EXERCISE MATERIAL below:

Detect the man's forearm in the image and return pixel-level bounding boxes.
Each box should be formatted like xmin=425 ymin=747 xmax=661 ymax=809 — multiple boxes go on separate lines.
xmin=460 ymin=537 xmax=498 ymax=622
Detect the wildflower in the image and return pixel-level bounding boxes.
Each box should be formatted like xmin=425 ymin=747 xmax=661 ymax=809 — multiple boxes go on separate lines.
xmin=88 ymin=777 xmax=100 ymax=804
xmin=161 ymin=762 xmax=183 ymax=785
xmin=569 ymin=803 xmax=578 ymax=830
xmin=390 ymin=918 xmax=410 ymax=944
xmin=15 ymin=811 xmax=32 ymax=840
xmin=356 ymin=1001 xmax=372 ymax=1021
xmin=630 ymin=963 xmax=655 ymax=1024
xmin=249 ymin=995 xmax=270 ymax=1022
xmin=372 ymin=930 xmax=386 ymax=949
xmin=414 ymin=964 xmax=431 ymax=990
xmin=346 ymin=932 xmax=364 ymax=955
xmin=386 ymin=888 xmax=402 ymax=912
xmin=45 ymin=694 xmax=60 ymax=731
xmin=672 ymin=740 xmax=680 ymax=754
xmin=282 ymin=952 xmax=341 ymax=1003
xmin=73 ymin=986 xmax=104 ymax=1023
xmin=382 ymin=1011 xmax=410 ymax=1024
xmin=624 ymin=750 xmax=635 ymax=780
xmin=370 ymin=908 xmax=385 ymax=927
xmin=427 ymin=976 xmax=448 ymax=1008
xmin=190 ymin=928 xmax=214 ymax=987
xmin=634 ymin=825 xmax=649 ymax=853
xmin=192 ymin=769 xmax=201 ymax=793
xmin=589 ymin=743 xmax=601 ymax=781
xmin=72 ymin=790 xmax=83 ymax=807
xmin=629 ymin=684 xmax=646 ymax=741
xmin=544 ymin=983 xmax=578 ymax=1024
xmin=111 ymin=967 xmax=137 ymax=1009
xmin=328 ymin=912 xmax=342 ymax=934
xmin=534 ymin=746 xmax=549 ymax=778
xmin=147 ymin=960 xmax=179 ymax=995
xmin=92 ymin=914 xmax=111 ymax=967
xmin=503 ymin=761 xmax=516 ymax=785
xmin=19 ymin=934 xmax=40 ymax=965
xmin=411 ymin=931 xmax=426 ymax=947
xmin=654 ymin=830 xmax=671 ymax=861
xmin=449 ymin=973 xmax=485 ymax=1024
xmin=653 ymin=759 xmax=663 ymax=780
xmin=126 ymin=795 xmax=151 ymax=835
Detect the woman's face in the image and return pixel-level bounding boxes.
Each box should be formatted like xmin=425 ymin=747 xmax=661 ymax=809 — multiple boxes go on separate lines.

End of EXERCISE MATERIAL.

▶ WORK TO COMPLETE
Please say how many lines in the records above contain the word "Detect", and give only that number.

▶ FINAL ANSWER
3